### SELECTED TEXT

The Chronological Framework


     Last week, we examined the odyssey of faith embarked upon by the progenitors of our people, Avraham and Sarah.  We considered the immensely difficult prospect of leaving behind land, culture and family in order to travel to a destination both geographic as well as spiritual, whose ultimate bearings were initially not at all clear.  Having arrived in Canaan, the couple and their household experience a myriad of challenges, mundane as well as profound, that address many aspects of their lives.


     It is important to bear in mind that the Parashiyot of Lekh Lekha and VaYera describe a chronological period of perhaps sixty years:  "And Avram was 75 years old when he left Charan" (Bereishit 12:4).  "(Avraham) said in his heart 'shall I be a father at the age of one hundred?  Shall Sarah give birth at the age of ninety?'"(Bereishit 17:17).  "The days of Sarah's life were a hundred and twenty seven, and Sarah died..." (Bereishit 23:1).  In other words, from the time that Sarah left Charan at the age of 65 (being ten years younger than Avraham) until her demise at the age of 127 (as described in next week's Parasha of Chayei Sarah), 62 years elapse. During this period approximately twenty discrete events in the lives of Avraham and Sarah are delineated by the Torah - some at greater length and many in quite succinct terms.  Avraham survives his wife for a period of 38 years: "Avraham lived to a ripe old age of 175 years" (Bereishit 25:8), and during this rather lengthy period that corresponds to next week's Parasha, perhaps four or five additional events in his life are described.

### PROVIDED INFORMATION
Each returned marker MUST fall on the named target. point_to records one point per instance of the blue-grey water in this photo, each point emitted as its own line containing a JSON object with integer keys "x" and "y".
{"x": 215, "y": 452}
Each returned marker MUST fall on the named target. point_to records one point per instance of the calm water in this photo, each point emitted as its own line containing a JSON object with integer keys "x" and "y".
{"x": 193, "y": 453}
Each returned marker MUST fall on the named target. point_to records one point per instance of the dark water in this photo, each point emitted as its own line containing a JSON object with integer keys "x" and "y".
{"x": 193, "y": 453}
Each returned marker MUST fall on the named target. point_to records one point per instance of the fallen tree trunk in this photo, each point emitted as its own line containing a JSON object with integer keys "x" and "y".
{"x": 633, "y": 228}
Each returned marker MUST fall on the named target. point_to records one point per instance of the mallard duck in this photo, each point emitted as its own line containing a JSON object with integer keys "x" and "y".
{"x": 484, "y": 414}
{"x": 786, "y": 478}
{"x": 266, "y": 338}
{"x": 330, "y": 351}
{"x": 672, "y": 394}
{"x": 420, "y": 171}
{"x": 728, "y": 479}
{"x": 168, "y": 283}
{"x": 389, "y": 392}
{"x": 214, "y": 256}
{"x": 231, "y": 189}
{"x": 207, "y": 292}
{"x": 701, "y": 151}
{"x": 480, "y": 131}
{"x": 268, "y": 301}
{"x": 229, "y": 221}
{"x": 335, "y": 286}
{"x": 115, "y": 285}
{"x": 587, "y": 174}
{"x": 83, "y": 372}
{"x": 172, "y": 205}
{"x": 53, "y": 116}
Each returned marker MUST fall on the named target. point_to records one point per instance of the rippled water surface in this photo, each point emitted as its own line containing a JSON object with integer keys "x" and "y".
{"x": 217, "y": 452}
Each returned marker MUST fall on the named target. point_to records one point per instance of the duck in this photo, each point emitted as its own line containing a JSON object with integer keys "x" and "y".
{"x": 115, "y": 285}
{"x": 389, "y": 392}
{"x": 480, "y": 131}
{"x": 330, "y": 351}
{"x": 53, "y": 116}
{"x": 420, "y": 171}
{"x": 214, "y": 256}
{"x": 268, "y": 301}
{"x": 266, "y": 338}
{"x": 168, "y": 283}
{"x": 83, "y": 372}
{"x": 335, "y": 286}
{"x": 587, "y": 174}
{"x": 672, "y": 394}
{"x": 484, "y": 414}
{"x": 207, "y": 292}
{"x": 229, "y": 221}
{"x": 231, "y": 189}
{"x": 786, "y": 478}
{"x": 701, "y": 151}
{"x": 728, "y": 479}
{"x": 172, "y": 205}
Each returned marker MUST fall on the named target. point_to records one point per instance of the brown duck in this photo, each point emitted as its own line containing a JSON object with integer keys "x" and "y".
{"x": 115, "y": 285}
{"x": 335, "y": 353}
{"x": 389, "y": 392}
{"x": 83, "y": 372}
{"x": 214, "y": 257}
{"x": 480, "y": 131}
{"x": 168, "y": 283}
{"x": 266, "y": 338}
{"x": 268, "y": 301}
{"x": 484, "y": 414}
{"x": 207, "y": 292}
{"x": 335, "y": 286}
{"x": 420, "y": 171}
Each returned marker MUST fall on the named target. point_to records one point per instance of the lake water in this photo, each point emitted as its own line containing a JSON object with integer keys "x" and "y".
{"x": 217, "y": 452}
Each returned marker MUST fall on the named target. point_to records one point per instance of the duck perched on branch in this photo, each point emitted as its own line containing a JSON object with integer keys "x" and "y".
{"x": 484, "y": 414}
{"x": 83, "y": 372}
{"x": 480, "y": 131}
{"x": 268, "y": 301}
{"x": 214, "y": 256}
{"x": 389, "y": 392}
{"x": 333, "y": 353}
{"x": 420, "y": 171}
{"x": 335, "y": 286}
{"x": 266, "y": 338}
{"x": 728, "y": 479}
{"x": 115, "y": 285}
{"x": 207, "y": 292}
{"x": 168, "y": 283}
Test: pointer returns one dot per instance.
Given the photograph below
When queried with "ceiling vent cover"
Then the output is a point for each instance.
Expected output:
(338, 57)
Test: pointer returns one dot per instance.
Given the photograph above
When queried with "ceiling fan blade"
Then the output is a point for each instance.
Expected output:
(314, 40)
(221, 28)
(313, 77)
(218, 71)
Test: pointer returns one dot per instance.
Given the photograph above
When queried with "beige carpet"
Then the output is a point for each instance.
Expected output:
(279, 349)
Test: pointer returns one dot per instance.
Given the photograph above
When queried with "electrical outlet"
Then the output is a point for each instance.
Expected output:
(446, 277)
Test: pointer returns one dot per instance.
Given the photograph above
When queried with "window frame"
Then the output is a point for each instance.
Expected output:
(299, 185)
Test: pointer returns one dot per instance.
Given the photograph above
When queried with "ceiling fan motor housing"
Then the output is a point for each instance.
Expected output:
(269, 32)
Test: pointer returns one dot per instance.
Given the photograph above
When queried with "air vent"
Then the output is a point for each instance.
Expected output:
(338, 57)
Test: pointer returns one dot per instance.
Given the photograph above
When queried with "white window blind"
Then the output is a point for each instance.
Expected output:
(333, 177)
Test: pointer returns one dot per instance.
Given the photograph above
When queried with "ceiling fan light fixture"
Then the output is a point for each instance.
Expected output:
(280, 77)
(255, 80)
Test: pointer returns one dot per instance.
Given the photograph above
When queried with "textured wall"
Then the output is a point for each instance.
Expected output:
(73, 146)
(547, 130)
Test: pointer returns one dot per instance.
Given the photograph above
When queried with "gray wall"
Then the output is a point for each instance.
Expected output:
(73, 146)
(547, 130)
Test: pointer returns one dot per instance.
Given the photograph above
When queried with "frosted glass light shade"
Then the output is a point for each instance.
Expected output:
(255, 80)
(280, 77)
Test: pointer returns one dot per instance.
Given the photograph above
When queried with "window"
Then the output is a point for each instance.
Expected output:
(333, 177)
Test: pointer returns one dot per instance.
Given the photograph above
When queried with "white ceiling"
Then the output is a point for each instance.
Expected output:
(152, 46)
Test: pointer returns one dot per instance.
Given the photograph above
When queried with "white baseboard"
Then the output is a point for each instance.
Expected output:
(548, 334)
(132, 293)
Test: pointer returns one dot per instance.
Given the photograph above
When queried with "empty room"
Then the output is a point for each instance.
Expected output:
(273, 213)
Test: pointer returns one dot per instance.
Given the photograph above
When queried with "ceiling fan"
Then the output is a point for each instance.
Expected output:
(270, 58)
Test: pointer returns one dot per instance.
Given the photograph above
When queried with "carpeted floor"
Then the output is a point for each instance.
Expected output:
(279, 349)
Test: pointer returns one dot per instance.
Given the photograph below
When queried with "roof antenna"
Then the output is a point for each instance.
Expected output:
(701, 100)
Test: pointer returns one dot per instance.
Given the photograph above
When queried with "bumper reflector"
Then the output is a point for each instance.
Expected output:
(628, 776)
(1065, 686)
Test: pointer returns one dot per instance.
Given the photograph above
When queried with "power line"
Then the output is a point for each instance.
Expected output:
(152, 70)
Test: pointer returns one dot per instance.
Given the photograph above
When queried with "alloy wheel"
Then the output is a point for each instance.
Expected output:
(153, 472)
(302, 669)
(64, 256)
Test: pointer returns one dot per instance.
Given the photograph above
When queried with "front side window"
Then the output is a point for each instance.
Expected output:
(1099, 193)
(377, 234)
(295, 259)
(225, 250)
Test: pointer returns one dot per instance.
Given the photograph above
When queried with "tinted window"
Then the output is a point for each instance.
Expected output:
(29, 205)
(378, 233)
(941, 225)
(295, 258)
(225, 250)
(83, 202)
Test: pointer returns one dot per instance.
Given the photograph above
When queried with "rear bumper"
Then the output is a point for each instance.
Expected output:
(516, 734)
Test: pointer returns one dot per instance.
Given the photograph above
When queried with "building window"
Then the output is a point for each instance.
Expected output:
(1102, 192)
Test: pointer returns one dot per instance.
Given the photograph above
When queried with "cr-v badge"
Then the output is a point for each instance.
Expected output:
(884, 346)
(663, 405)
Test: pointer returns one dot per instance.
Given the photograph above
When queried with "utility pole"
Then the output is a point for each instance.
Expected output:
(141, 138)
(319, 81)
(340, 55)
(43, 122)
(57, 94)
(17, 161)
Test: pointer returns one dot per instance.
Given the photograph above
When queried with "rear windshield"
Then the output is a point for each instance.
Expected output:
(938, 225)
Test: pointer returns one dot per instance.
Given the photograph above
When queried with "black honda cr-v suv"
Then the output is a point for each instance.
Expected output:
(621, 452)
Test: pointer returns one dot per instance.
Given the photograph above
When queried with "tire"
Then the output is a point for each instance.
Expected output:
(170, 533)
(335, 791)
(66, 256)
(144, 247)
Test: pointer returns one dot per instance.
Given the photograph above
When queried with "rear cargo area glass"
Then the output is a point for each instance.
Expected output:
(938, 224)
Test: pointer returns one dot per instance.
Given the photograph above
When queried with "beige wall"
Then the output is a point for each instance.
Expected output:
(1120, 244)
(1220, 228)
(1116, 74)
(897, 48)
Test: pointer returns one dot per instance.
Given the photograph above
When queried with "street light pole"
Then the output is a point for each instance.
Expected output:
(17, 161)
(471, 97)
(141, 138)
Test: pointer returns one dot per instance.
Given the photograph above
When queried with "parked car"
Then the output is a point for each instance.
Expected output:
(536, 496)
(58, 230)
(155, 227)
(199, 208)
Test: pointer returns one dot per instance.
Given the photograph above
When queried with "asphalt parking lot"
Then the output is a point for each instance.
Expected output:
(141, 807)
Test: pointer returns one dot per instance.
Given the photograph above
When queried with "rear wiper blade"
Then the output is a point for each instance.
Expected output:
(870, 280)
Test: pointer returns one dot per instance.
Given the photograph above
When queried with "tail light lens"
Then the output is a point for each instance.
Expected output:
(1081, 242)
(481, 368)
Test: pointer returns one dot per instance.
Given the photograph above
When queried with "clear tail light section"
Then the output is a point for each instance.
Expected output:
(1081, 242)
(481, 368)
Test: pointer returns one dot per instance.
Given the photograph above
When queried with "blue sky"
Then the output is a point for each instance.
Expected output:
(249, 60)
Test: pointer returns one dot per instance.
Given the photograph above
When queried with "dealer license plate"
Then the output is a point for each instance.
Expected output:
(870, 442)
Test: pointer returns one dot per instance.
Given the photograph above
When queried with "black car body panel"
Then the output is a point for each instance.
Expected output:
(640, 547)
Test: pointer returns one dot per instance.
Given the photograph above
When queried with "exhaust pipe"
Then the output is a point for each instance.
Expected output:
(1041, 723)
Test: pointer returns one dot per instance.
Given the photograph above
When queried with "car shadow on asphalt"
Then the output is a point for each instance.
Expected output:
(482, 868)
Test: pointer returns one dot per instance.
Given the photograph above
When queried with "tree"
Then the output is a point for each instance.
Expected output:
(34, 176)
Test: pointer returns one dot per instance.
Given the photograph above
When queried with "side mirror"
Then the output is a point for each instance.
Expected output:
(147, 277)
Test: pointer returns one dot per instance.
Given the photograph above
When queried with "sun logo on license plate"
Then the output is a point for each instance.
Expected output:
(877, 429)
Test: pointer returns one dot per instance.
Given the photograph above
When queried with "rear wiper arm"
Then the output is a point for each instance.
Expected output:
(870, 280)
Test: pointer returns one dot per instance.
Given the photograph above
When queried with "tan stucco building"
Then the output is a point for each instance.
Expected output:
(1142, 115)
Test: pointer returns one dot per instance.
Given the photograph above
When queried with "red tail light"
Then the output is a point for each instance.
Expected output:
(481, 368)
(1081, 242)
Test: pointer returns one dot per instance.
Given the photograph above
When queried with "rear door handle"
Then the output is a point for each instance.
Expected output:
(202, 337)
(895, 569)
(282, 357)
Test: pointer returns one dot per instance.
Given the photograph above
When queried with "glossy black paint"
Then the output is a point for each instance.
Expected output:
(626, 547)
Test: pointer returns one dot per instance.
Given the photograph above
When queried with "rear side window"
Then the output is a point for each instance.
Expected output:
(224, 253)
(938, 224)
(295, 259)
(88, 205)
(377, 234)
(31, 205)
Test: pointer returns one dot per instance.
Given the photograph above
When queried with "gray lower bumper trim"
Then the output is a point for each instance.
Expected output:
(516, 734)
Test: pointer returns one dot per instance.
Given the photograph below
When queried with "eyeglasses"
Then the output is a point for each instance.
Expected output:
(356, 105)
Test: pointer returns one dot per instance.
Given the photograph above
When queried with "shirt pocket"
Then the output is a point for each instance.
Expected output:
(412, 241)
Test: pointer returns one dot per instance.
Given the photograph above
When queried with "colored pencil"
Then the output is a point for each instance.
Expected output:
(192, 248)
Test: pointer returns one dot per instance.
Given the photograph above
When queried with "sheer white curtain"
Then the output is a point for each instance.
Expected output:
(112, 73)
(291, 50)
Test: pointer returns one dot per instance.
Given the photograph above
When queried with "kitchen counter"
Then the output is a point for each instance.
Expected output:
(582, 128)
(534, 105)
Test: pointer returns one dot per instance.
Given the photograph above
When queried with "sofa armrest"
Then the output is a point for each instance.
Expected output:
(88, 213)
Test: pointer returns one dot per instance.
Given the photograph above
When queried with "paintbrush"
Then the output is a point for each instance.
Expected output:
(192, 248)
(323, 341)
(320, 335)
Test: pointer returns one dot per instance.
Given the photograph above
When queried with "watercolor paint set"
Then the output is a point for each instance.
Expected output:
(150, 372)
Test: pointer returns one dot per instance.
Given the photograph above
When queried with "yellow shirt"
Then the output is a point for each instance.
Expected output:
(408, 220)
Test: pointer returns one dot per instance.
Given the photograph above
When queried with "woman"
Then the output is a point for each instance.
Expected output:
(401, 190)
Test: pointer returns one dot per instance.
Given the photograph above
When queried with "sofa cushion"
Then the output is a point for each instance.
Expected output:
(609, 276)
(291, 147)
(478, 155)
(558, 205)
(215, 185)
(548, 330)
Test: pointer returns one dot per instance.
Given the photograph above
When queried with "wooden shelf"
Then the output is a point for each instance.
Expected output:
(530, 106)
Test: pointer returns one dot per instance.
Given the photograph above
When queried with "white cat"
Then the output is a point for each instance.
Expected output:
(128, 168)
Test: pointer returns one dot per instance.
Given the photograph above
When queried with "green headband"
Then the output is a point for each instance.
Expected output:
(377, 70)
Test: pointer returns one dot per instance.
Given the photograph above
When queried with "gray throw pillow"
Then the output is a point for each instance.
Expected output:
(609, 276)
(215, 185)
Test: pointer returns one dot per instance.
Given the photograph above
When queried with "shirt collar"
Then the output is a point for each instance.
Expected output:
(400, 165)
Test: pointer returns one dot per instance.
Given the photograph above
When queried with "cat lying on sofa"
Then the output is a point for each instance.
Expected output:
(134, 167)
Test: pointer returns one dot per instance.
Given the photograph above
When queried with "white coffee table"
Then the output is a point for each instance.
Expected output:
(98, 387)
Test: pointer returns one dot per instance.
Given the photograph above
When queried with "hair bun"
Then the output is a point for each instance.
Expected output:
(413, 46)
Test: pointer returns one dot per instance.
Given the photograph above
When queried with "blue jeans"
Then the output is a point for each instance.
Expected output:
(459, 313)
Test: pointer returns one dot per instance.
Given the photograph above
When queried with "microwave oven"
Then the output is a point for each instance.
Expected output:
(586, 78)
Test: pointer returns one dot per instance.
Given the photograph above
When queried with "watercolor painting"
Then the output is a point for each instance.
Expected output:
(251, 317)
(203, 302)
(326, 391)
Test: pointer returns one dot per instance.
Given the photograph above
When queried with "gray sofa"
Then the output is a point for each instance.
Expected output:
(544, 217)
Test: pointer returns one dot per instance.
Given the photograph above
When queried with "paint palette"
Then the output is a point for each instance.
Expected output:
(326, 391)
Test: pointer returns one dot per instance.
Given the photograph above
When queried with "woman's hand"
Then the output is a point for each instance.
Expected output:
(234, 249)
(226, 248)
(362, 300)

### INSTRUCTIONS TO FOLLOW
Reproduce the stretch from "The Chronological Framework" through "of their lives." in the text on the chronology of Avraham and Sarah.

### ANSWER TO THE EXERCISE
The Chronological Framework


     Last week, we examined the odyssey of faith embarked upon by the progenitors of our people, Avraham and Sarah.  We considered the immensely difficult prospect of leaving behind land, culture and family in order to travel to a destination both geographic as well as spiritual, whose ultimate bearings were initially not at all clear.  Having arrived in Canaan, the couple and their household experience a myriad of challenges, mundane as well as profound, that address many aspects of their lives.